> **ARTICLE**
Monday, April 18, 2005

what do we want to know?

Seniors have two more weeks of classes, then exams, and there's something I want to do before the majority leaves. I would like to ask my students to answer some questions for me that I could include in the blog. I'm also thinking of profiling some students. I need help knowing what a reader would like to know. I was thinking about the following (in completely random order, off the top of my head, that I wrote in my journal at school today):

the students' life stories, their feelings about writing, do they want to write? what frustrates or stops them? what do they like to write? tell the truth about their reading skills, lack of, whatever, and what went wrong, when did they learn to read, where, with whom? what do they wish for? do they long to be educated? do they believe they can be? are they angry, disappointed, with their education? where do they place the blame? do they think it is natural to want to learn about the world? do they remember when they loved learning? do they remember what happened?

I was thinking about being honest with them, telling them I want to include some of what they write in this blog (later into a book), and perhaps I could make a questionairre sort of thing out of it, though I want them to essay their thoughts, not answer a list of questions.
But what do people want to know about these children?

> **INFORMATION SUPPLIED**
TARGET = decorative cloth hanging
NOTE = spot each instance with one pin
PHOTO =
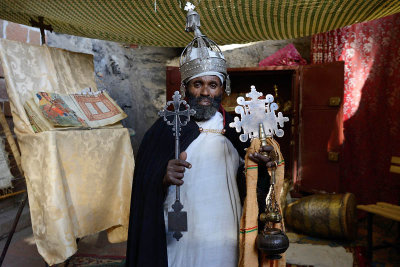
(160, 22)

> **REQUIREMENT 1**
In the blog post, how much time do seniors have left before their exams?
> **REQUIREMENT 2**
Please say whether each statement agrees with the blog post, answering yes or no and quoting the deciding words: (a) The writer wants the students to answer a list of questions instead of writing essays. (b) The writer hopes some of the students' writing will later go into a book. (c) The writer first jotted down the ideas in a journal at school.
> **REQUIREMENT 3**
Pick up the blog post after its last sentence and continue it.

> **EXERCISE RESULT 1**
Two more weeks of classes.

> **EXERCISE RESULT 2**
(a) No: "I want them to essay their thoughts, not answer a list of questions."
(b) Yes: "I want to include some of what they write in this blog (later into a book)"
(c) Yes: "that I wrote in my journal at school today"

> **EXERCISE RESULT 3**
Thank you for your thoughts.



Anonymous Cassandra said...

I want to know the following:
1. Who are their role models?
2. What do they believe they should be learning about in school? Do they believe in what society wants them to learn about or do they have a different idea? What could they learn in school that would make a more practical difference their lives in the real world?
3. What do they think that teachers who teach in urban schools should know (about society, about the community, about education, about psychology, about life on the streets???) before stepping into their hallways?
4. What advice would they give to a teacher who wants to teach in their school?
5. How do they define the term "education"? What does it mean to them to be "educated"? Is this a good thing or a bad thing or what kind of thing is this???
6. What one thing the student believes they have taught their teacher in the past year? Education isn't a one-way street and teachers are constantly learning. Ask the students what they believe they have honestly taught you.

8:12 PM  
Blogger Nancy McKeand said...

Wow! Cassandra's questions are great!

I think that I would, personally, not want to ask them to write their life stories. If they did, I would read them, but I would feel bad about it somehow. It seems patronizing to me. I know you don't mean it that way, but that was my initial reaction to the suggestion.

I think knowing what they think went wrong in their education would be fascinating. So would knowing what went right.

Like Cassandra, I would like to know what they think it means to be educated and whether or not they value that.

It would be good to know why they have continued to go to school when so many others have dropped out. Maybe they could try to identify an individual who was instrumental in that or an experience that encouraged them to persevere.

9:24 PM  
Blogger Clay said...

What do they want and expect from thier year in your class (or their high school years) ?

Do they think they can get ANYTHING of value from this?

I.e., if they truly were getting (or could get) something that they felt helped them, they might be more invested in school.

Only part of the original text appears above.